◆ **SOURCE MATERIAL**:

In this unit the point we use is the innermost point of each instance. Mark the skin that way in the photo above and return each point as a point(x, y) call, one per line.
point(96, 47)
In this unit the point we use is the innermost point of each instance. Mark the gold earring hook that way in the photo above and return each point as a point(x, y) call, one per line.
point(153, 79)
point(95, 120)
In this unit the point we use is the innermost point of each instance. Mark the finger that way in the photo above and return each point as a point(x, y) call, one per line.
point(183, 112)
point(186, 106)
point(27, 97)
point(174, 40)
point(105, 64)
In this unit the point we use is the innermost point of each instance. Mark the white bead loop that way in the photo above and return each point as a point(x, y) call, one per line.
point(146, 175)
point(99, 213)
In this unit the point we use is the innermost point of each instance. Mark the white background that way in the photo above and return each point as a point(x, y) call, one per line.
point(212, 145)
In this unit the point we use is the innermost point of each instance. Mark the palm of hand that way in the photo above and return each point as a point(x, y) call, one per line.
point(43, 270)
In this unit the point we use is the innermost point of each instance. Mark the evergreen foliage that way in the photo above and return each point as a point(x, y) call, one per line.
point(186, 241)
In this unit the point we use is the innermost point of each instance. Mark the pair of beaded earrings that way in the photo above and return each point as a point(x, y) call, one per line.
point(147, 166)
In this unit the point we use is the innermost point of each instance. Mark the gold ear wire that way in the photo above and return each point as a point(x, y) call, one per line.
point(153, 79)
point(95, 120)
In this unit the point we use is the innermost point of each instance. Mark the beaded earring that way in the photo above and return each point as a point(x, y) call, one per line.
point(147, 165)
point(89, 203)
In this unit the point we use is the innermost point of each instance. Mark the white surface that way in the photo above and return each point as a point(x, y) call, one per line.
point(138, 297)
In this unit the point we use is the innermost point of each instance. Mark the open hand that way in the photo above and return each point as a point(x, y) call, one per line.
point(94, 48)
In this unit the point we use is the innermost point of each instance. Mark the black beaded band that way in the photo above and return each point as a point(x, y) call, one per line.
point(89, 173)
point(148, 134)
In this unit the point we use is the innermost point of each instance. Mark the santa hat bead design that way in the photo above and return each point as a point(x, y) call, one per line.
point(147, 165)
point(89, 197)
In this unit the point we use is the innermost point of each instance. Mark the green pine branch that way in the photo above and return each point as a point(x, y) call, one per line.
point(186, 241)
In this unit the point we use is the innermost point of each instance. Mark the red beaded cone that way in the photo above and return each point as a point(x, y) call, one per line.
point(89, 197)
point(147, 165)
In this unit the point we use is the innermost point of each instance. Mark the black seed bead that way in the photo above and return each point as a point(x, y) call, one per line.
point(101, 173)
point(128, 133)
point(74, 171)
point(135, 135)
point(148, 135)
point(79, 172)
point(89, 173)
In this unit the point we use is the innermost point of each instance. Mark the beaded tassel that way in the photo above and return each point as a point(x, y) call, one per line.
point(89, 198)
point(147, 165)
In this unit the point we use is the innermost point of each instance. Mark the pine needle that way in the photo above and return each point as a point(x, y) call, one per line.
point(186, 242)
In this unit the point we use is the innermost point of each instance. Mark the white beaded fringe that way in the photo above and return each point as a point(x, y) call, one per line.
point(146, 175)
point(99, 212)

◆ **PROBLEM DESCRIPTION**: Go through the data above and repeat all of it exactly.

◆ **YOUR RESPONSE**:
In this unit the point we use is the innermost point of each instance. Mark the skin that way in the photo above and return each point as a point(x, y) call, one per line.
point(96, 47)
In this unit the point we use is the innermost point of each instance. Mark the gold earring hook that way in the photo above and return each point as a point(x, y) call, one per line.
point(153, 79)
point(95, 120)
In this unit the point we use is the innermost point of each instance. Mark the finger that way in the photo above and return each point as a point(x, y) call, one per line.
point(183, 112)
point(186, 106)
point(27, 97)
point(174, 40)
point(105, 64)
In this unit the point we use is the innermost point of each instance. Mark the white bead loop that way in the photo above and return each point as a point(x, y) call, one per line.
point(146, 175)
point(99, 213)
In this unit the point we use is the innermost point of each instance. Mark the white background that way in the photo above and return each point as a point(x, y) call, one per line.
point(212, 145)
In this unit the point we use is the innermost point of each instance. Mark the palm of hand that way in the photo above and return each point as a point(x, y) call, one per line.
point(43, 270)
In this unit the point we use is the innermost point of each instance. Mark the evergreen foliage that way in the photo above and return each point as a point(x, y) call, one per line.
point(186, 241)
In this unit the point we use is the innermost point of each instance. Mark the pair of beaded earrings that way in the photo above and return each point as a point(x, y) call, one per line.
point(147, 166)
In this unit the point we use is the innermost point of each instance. Mark the gold ear wire that way in the photo above and return each point as a point(x, y) call, one per line.
point(153, 79)
point(95, 120)
In this unit the point we use is the innermost point of each instance. Mark the beaded earring that way in the photo above and return each point as a point(x, y) call, one per line.
point(147, 165)
point(89, 203)
In this unit the point we use is the innermost point of each instance. Mark the white surface that way in the photo above and return each point as a point(x, y) call, one per line.
point(138, 297)
In this unit the point we use is the innermost point of each instance. Mark the open hand that way in the photo above and return each point as a point(x, y) call, one per line.
point(94, 48)
In this unit the point we use is the innermost point of each instance. Mark the black beaded band that way in the photo above and return each point as a point(x, y) call, one per line.
point(89, 173)
point(148, 134)
In this unit the point we use is the innermost point of each instance. Mark the santa hat bead design that way in the photo above and return each point as a point(x, y) call, one per line.
point(147, 165)
point(89, 197)
In this unit the point we use is the innermost point of each instance. Mark the green pine branch that way in the photo above and return each point as a point(x, y) call, one per line.
point(186, 241)
In this unit the point we use is the innermost point of each instance. Mark the red beaded cone that way in the photo above and return each point as a point(x, y) call, one per line.
point(89, 197)
point(147, 165)
In this unit the point we use is the innermost point of each instance. Mark the black seed bead that way in the photo above and return each point as a point(x, y) call, one per line.
point(101, 173)
point(128, 133)
point(74, 171)
point(135, 135)
point(148, 135)
point(79, 172)
point(89, 173)
In this unit the point we use is the innermost point of each instance. Mark the beaded tassel that way in the photo above and return each point as a point(x, y) call, one per line.
point(89, 198)
point(147, 165)
In this unit the point we use is the innermost point of each instance. Mark the pine needle that way in the photo above and return each point as a point(x, y) call, one per line.
point(186, 242)
In this unit the point we use is the innermost point of each instance. Mark the white beaded fringe that way in the photo above and return each point as a point(x, y) call, one per line.
point(146, 175)
point(99, 212)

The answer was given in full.